- Given problem
In the data below, swap "thickest part" for "widest part" throughout the stretch from the line containing "For every instance of the dried" through the end of the data, and give only that stretch back with nothing else changed. Omit any pictures from your answer.

- Provided information
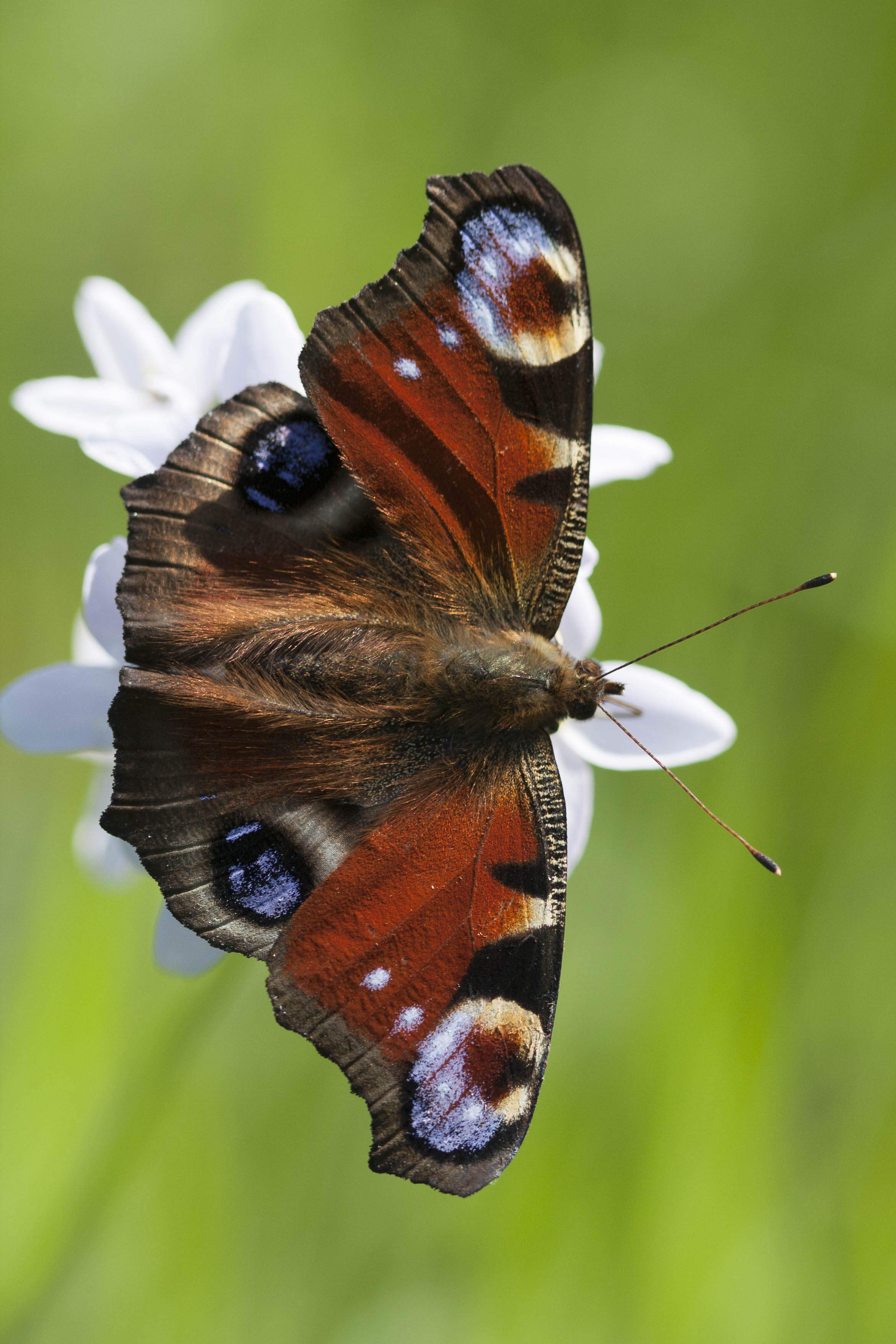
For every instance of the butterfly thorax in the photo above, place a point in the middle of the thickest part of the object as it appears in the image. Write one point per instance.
(512, 682)
(446, 676)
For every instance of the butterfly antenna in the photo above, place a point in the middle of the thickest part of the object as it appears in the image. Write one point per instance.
(758, 855)
(820, 582)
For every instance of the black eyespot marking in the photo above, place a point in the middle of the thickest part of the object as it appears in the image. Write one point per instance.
(550, 488)
(288, 465)
(524, 970)
(260, 873)
(528, 878)
(557, 396)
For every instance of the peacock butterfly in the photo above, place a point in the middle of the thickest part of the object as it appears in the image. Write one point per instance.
(332, 733)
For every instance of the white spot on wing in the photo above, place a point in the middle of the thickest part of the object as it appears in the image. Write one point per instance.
(498, 245)
(409, 1019)
(408, 369)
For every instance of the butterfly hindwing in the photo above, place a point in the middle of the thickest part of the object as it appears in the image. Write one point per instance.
(214, 537)
(459, 389)
(428, 968)
(257, 484)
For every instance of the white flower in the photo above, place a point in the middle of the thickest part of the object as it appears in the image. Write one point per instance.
(151, 390)
(679, 725)
(65, 709)
(147, 398)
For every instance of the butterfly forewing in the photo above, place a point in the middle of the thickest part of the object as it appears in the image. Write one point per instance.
(459, 389)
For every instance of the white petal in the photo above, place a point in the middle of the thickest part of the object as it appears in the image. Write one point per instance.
(109, 861)
(590, 557)
(625, 455)
(86, 651)
(598, 358)
(105, 568)
(577, 778)
(267, 347)
(77, 406)
(179, 949)
(62, 707)
(140, 443)
(581, 624)
(120, 457)
(676, 723)
(123, 341)
(205, 339)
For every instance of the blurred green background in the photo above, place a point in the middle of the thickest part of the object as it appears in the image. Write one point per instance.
(714, 1158)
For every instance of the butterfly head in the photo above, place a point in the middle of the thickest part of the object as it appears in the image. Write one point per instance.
(518, 682)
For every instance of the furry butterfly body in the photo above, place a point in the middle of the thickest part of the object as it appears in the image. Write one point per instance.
(332, 736)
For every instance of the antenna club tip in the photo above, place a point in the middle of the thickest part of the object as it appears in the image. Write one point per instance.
(821, 581)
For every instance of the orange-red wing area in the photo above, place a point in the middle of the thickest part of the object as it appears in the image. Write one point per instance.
(459, 390)
(428, 964)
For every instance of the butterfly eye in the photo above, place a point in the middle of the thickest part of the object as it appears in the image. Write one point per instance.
(291, 463)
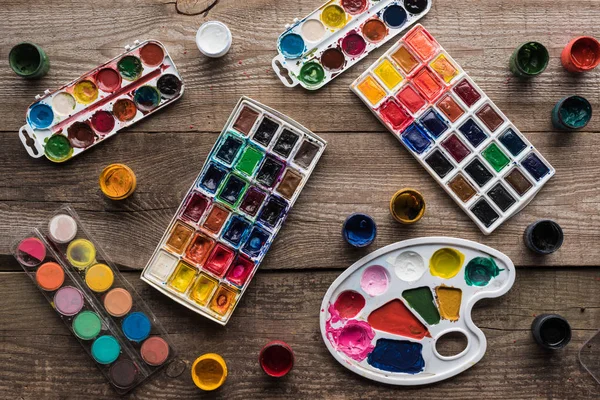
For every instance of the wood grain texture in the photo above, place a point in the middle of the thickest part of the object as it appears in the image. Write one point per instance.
(41, 359)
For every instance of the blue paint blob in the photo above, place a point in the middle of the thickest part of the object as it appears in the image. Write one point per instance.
(105, 349)
(40, 116)
(416, 139)
(136, 326)
(256, 242)
(212, 178)
(473, 132)
(359, 230)
(536, 168)
(397, 356)
(513, 142)
(291, 45)
(433, 123)
(394, 16)
(236, 231)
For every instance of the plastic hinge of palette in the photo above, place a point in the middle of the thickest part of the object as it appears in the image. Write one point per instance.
(453, 129)
(80, 105)
(400, 15)
(233, 212)
(383, 317)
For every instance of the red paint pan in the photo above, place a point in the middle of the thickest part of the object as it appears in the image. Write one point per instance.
(276, 359)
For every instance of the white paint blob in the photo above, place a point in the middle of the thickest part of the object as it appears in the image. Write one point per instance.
(213, 39)
(375, 280)
(312, 30)
(62, 228)
(408, 266)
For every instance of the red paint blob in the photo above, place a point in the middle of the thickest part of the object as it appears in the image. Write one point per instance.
(108, 80)
(103, 122)
(276, 359)
(219, 260)
(349, 304)
(394, 114)
(395, 318)
(353, 44)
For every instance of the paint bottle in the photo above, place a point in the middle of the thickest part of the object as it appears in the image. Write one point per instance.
(571, 113)
(28, 60)
(359, 230)
(117, 181)
(276, 359)
(551, 331)
(407, 206)
(543, 236)
(209, 371)
(213, 39)
(529, 59)
(581, 54)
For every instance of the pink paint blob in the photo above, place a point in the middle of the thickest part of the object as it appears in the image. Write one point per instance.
(349, 303)
(353, 339)
(375, 280)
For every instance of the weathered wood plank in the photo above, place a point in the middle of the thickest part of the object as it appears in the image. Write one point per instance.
(41, 359)
(353, 175)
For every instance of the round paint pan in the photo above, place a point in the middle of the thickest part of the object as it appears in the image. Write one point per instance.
(30, 252)
(407, 206)
(581, 54)
(551, 331)
(209, 371)
(543, 237)
(155, 351)
(359, 230)
(276, 359)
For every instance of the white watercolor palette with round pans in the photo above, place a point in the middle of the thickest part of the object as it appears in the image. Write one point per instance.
(392, 336)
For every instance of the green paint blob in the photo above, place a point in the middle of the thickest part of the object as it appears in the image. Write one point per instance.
(495, 157)
(575, 112)
(312, 73)
(421, 300)
(87, 325)
(532, 58)
(249, 160)
(480, 270)
(58, 148)
(130, 67)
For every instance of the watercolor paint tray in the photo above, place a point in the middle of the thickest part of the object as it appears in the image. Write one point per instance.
(97, 105)
(339, 34)
(100, 308)
(453, 129)
(383, 316)
(230, 216)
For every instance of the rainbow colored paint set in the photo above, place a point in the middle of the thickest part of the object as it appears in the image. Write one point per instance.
(453, 129)
(232, 213)
(101, 102)
(100, 308)
(382, 317)
(339, 34)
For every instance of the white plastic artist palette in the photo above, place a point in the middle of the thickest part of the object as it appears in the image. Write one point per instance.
(383, 316)
(233, 211)
(86, 111)
(337, 35)
(453, 129)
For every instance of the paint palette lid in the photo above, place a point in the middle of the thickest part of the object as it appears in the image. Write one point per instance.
(383, 317)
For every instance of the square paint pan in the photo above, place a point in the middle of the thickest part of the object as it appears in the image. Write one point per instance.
(86, 111)
(402, 299)
(453, 129)
(97, 304)
(232, 213)
(339, 34)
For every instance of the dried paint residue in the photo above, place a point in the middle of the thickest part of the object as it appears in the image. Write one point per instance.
(449, 300)
(394, 317)
(352, 339)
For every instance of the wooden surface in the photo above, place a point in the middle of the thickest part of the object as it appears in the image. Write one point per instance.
(362, 167)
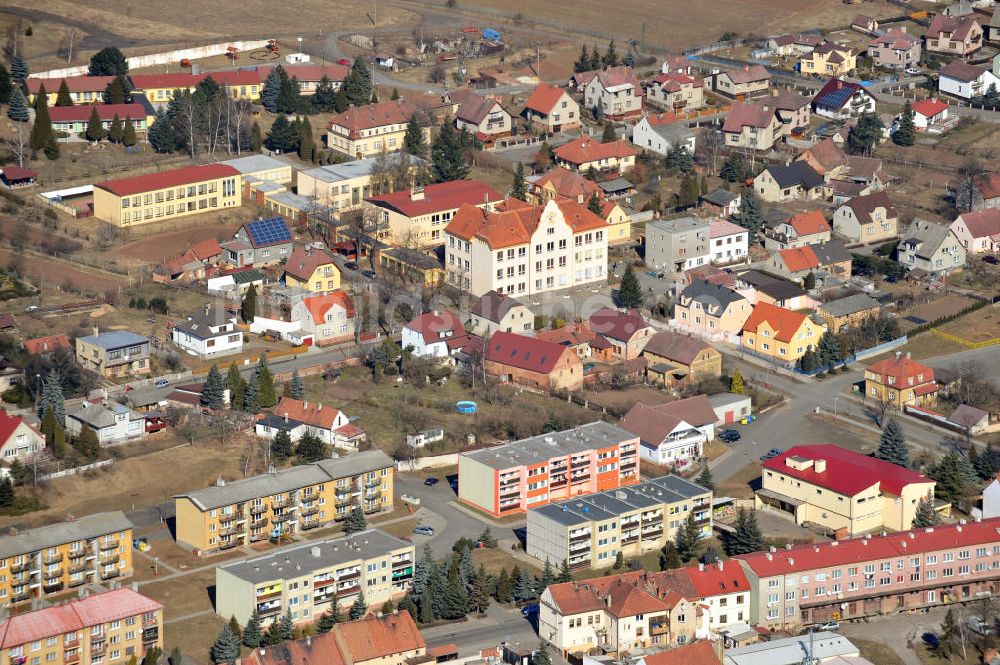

- Reply
For every instance of the dried paint residue in the photo above, place a point in the middle of the widest part of the object as it appears in the image. Write one point per instance.
(449, 300)
(394, 317)
(352, 339)
For every instance of the wooden surface in the photo above, place a point in the middle of the widest part of the object as it appears in the image. Write one point per instance.
(362, 167)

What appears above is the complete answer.